• Text extract:
--- Start ---

We all know the particulars when it comes to liberal indoctrination on college campuses, but a few examples might be worth rehearsing.

Take the massive degree to which liberals dominate academia by virtue of sheer numbers. For instance, at Carnegie Mellon University in Pittsburgh, PA, liberal professors outnumber conservatives 9 to 1, according to Campus Reform. Granted, having a massive number of people from one political orientation doesn’t guarantee indoctrination, but groupthink sure makes it easier.

After all, go too far and you might have people living in such a bubble that they make openly racist and sexist statements on Twitter because it’s in line with politically correct orthodoxy. You know, like Boston University Professor Saida Grundy, who tweeted, “White masculinity isn’t a problem for america’s (sic) colleges, white masculinity is THE problem for america’s (sic) colleges.”

--- End ---

• Required task A:
Answer these about the commentary on campus politics:
(i) What ratio of liberal to conservative professors at Carnegie Mellon University does it report?
(ii) At which university is Saida Grundy a professor?
(iii) On what platform did Saida Grundy post her statement?
• Required task B: In the commentary on campus politics, substitute "uniformity" for "groupthink" and write out the part that begins at the words "Take the massive" and stops after "makes it easier.".
The records that follow come from a separate source.

• Supplied data:
--- Start ---

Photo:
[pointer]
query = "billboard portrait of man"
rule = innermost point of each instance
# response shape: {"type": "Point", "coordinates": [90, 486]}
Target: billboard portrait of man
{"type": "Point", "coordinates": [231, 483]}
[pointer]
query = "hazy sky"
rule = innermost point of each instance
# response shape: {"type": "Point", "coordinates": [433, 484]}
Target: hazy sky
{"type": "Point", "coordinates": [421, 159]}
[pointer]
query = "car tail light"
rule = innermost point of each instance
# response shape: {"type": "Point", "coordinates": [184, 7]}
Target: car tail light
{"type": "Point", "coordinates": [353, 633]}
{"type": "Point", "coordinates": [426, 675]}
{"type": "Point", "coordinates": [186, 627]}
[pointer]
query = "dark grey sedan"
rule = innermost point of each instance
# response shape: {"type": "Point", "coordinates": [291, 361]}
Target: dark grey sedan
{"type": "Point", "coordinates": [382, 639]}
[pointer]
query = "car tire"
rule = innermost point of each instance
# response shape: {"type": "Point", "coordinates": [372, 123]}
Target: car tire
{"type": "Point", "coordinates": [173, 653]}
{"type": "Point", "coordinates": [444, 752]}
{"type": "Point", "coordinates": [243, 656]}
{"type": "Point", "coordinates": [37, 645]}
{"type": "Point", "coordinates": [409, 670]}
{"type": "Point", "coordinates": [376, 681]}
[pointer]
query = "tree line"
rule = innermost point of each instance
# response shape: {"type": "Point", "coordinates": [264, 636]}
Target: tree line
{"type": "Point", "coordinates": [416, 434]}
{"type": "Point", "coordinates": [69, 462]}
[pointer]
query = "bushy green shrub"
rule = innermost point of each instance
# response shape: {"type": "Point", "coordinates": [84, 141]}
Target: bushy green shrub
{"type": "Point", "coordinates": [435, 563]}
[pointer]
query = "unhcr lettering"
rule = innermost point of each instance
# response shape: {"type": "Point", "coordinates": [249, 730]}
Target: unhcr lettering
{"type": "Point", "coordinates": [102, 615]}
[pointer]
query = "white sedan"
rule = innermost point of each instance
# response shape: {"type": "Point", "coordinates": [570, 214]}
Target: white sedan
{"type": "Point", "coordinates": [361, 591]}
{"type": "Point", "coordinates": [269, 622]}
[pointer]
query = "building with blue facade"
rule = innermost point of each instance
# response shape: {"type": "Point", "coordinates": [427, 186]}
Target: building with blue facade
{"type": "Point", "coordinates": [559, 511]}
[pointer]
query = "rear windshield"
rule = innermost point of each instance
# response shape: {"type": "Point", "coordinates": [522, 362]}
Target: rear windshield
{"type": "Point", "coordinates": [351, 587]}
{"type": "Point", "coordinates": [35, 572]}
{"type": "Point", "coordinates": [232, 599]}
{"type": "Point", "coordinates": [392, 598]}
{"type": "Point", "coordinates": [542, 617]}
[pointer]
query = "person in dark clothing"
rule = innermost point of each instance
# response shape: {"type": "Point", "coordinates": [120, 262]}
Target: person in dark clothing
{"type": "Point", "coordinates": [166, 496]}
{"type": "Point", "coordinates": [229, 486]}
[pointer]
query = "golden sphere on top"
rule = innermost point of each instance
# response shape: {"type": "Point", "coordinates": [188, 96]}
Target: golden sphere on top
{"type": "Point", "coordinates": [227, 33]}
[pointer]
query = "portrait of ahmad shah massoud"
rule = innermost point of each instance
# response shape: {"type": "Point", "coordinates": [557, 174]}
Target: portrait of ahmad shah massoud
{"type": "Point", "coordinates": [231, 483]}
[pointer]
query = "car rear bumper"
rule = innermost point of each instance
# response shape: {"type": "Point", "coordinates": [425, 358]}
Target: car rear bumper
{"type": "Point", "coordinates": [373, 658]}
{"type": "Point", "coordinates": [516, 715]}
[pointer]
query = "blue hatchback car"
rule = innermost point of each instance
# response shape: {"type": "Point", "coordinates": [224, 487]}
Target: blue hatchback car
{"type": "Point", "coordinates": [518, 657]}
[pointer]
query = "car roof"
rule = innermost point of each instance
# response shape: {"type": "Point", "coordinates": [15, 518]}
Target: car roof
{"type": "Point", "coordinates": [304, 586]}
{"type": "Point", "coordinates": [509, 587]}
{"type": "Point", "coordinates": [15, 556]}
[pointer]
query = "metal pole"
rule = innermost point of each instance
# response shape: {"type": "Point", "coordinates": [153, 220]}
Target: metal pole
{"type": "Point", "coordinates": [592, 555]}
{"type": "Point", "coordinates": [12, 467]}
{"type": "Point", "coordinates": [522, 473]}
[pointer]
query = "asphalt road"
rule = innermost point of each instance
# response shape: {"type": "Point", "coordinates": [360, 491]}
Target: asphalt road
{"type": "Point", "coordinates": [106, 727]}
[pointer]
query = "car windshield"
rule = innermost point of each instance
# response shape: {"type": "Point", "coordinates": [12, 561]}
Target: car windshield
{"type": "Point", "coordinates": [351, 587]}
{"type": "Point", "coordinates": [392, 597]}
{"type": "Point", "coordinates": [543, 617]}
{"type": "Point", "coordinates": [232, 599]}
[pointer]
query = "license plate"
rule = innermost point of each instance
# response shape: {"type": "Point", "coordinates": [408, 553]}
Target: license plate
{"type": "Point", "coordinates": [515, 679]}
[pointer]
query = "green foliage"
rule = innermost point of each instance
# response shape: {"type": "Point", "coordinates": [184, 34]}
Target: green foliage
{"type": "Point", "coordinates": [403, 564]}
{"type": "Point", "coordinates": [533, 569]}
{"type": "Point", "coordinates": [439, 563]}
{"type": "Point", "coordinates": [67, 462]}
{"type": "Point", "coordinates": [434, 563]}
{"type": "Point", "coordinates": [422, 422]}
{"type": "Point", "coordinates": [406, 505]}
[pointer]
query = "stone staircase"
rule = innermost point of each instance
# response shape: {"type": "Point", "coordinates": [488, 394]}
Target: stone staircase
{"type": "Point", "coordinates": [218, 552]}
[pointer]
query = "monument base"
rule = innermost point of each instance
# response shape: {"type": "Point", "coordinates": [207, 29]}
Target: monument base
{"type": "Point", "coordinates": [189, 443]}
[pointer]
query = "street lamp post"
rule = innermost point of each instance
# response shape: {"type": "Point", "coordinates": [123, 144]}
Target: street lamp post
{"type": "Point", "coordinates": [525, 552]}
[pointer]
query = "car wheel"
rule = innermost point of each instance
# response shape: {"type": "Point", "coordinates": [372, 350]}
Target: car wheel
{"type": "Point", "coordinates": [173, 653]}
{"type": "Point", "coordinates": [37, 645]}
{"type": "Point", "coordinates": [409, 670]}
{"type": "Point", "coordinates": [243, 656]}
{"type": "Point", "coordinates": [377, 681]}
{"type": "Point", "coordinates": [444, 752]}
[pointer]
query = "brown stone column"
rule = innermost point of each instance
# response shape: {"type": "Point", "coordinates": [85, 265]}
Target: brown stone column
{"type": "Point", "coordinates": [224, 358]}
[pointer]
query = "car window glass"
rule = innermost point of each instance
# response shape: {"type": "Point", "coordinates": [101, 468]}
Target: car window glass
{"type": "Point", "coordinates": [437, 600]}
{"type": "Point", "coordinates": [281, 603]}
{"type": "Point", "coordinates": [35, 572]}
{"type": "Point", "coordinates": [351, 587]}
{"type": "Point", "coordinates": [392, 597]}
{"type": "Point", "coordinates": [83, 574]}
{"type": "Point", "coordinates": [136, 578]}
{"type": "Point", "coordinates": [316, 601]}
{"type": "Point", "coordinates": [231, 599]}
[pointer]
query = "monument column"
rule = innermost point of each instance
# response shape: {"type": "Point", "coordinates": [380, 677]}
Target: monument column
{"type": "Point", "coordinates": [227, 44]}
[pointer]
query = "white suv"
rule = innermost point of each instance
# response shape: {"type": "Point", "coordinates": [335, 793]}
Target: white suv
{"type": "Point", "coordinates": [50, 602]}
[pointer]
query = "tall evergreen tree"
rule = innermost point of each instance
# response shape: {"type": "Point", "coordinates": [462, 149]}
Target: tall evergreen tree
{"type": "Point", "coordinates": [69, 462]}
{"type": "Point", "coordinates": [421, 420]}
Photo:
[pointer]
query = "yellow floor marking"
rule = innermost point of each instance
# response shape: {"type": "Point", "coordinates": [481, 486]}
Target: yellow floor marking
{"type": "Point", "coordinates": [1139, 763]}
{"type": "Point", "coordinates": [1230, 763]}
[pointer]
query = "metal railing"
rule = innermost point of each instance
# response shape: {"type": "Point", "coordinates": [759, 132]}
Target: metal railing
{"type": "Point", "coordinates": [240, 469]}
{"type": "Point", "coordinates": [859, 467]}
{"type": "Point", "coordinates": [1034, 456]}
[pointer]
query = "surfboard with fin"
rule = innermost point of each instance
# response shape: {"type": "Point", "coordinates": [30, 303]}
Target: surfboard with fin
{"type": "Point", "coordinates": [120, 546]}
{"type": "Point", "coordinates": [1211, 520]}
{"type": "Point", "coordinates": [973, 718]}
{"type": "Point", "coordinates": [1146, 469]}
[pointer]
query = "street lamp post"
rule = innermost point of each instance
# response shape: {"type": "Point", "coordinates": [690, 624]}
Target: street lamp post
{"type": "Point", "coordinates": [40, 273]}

--- End ---

• Output A:
(i) 9 to 1
(ii) Boston University
(iii) Twitter

• Output B:
Take the massive degree to which liberals dominate academia by virtue of sheer numbers. For instance, at Carnegie Mellon University in Pittsburgh, PA, liberal professors outnumber conservatives 9 to 1, according to Campus Reform. Granted, having a massive number of people from one political orientation doesn’t guarantee indoctrination, but uniformity sure makes it easier.